- **Instrução**: Digite novamente todas as linhas abaixo, sem alterar nenhum caractere.

━━ Dados armazenados

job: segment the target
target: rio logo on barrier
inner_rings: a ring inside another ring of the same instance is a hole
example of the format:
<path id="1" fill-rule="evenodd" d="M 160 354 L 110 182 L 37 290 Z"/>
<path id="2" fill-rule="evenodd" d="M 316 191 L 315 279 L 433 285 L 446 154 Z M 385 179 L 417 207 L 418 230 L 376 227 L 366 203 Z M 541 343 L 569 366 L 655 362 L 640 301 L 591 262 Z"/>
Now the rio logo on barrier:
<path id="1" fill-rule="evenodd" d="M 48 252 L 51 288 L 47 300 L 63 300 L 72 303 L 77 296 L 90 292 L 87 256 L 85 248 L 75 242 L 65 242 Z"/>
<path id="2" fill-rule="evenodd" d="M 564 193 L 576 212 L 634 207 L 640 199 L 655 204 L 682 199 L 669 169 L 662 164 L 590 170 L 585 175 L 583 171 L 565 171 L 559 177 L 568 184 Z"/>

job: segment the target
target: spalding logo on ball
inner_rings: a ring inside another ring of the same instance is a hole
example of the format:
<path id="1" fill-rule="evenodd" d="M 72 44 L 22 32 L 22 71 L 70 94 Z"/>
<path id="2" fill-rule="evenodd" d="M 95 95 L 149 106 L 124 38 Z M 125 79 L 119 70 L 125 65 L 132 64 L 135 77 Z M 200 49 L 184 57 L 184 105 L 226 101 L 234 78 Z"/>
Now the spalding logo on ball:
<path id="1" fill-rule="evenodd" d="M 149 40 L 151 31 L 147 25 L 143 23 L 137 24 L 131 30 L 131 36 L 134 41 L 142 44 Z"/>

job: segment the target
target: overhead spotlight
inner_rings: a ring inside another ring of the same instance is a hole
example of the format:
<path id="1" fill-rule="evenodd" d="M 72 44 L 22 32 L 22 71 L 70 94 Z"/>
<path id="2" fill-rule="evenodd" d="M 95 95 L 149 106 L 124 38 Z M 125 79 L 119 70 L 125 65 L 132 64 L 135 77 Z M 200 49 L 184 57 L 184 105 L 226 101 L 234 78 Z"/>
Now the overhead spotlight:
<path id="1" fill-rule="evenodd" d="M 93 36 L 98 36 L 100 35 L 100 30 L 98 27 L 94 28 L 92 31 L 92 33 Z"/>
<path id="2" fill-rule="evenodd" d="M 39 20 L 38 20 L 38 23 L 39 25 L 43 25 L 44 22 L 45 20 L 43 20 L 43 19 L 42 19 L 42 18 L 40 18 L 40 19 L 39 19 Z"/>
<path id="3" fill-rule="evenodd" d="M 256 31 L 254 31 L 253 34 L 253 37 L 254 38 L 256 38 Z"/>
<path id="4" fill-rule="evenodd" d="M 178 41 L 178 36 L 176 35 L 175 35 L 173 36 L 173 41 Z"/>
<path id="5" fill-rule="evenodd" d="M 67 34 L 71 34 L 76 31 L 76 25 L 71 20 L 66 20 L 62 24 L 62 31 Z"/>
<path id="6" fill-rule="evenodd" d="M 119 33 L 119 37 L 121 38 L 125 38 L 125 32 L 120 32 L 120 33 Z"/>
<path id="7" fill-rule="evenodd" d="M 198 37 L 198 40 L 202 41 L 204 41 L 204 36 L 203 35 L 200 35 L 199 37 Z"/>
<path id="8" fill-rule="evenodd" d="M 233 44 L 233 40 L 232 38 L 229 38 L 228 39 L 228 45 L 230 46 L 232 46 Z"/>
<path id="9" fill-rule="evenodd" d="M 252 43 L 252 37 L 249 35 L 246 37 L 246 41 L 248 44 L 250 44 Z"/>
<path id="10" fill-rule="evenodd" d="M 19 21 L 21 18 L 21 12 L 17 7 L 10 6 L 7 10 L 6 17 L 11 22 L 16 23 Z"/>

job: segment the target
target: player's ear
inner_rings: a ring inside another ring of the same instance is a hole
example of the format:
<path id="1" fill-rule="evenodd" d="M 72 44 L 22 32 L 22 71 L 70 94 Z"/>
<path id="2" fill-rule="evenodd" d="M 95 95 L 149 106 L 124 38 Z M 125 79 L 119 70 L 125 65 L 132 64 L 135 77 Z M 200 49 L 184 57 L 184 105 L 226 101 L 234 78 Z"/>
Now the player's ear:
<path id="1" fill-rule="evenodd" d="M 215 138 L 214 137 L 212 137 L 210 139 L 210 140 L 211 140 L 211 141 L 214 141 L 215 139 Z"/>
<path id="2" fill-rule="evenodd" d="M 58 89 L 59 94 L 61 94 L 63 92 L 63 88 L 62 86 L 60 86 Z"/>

━━━━

- **Resolução do exercício**:
job: segment the target
target: rio logo on barrier
inner_rings: a ring inside another ring of the same instance is a hole
example of the format:
<path id="1" fill-rule="evenodd" d="M 160 354 L 110 182 L 37 290 Z"/>
<path id="2" fill-rule="evenodd" d="M 316 191 L 315 279 L 433 285 L 446 154 Z M 385 179 L 417 207 L 418 230 L 376 227 L 366 203 Z M 541 343 L 569 366 L 655 362 L 640 301 L 591 262 Z"/>
Now the rio logo on barrier:
<path id="1" fill-rule="evenodd" d="M 48 252 L 51 288 L 47 300 L 63 300 L 72 303 L 77 296 L 90 292 L 87 256 L 85 248 L 75 242 L 65 242 Z"/>
<path id="2" fill-rule="evenodd" d="M 564 193 L 576 212 L 634 207 L 640 199 L 655 204 L 682 199 L 669 169 L 662 164 L 590 170 L 585 175 L 583 171 L 565 171 L 559 177 L 568 184 Z"/>

job: segment the target
target: spalding logo on ball
inner_rings: a ring inside another ring of the same instance is a hole
example of the format:
<path id="1" fill-rule="evenodd" d="M 72 44 L 22 32 L 22 71 L 70 94 Z"/>
<path id="2" fill-rule="evenodd" d="M 95 95 L 149 106 L 124 38 Z M 125 79 L 119 70 L 125 65 L 132 64 L 135 77 Z M 200 49 L 184 57 L 184 105 L 226 101 L 234 78 Z"/>
Now the spalding logo on ball:
<path id="1" fill-rule="evenodd" d="M 149 40 L 151 31 L 147 25 L 143 23 L 137 24 L 131 30 L 131 36 L 134 41 L 142 44 Z"/>

job: segment the target
target: overhead spotlight
inner_rings: a ring inside another ring of the same instance is a hole
example of the format:
<path id="1" fill-rule="evenodd" d="M 72 44 L 22 32 L 22 71 L 70 94 Z"/>
<path id="2" fill-rule="evenodd" d="M 95 95 L 149 106 L 124 38 Z M 125 79 L 119 70 L 125 65 L 132 64 L 135 77 Z M 200 49 L 184 57 L 184 105 L 226 101 L 234 78 Z"/>
Now the overhead spotlight:
<path id="1" fill-rule="evenodd" d="M 93 36 L 98 36 L 100 35 L 100 30 L 98 27 L 94 28 L 92 31 L 92 33 Z"/>
<path id="2" fill-rule="evenodd" d="M 39 20 L 38 20 L 38 23 L 39 25 L 43 25 L 44 22 L 45 20 L 43 20 L 43 19 L 42 19 L 42 18 L 40 18 L 40 19 L 39 19 Z"/>
<path id="3" fill-rule="evenodd" d="M 256 31 L 254 31 L 253 34 L 253 37 L 254 38 L 256 38 Z"/>
<path id="4" fill-rule="evenodd" d="M 178 41 L 178 36 L 176 35 L 175 35 L 173 36 L 173 41 Z"/>
<path id="5" fill-rule="evenodd" d="M 67 34 L 71 34 L 76 31 L 76 25 L 71 20 L 66 20 L 62 24 L 62 31 Z"/>
<path id="6" fill-rule="evenodd" d="M 119 33 L 119 37 L 121 38 L 125 38 L 125 32 L 120 32 L 120 33 Z"/>
<path id="7" fill-rule="evenodd" d="M 198 37 L 198 40 L 202 41 L 204 41 L 204 36 L 203 35 L 200 35 L 199 37 Z"/>
<path id="8" fill-rule="evenodd" d="M 233 44 L 233 40 L 232 38 L 229 38 L 228 39 L 228 45 L 230 46 L 232 46 Z"/>
<path id="9" fill-rule="evenodd" d="M 252 43 L 252 37 L 249 35 L 246 37 L 246 41 L 248 44 L 250 44 Z"/>
<path id="10" fill-rule="evenodd" d="M 19 21 L 21 18 L 21 12 L 17 7 L 10 6 L 7 10 L 6 17 L 11 22 L 16 23 Z"/>

job: segment the target
target: player's ear
inner_rings: a ring inside another ring of the same instance is a hole
example of the format:
<path id="1" fill-rule="evenodd" d="M 72 44 L 22 32 L 22 71 L 70 94 Z"/>
<path id="2" fill-rule="evenodd" d="M 95 95 L 149 106 L 124 38 Z M 125 79 L 119 70 L 125 65 L 132 64 L 135 77 Z M 200 49 L 184 57 L 184 105 L 226 101 L 234 78 Z"/>
Now the player's ear:
<path id="1" fill-rule="evenodd" d="M 215 138 L 214 137 L 212 137 L 210 139 L 210 140 L 211 140 L 211 141 L 214 141 L 215 139 Z"/>
<path id="2" fill-rule="evenodd" d="M 58 89 L 59 94 L 61 94 L 63 92 L 63 88 L 62 86 L 60 86 Z"/>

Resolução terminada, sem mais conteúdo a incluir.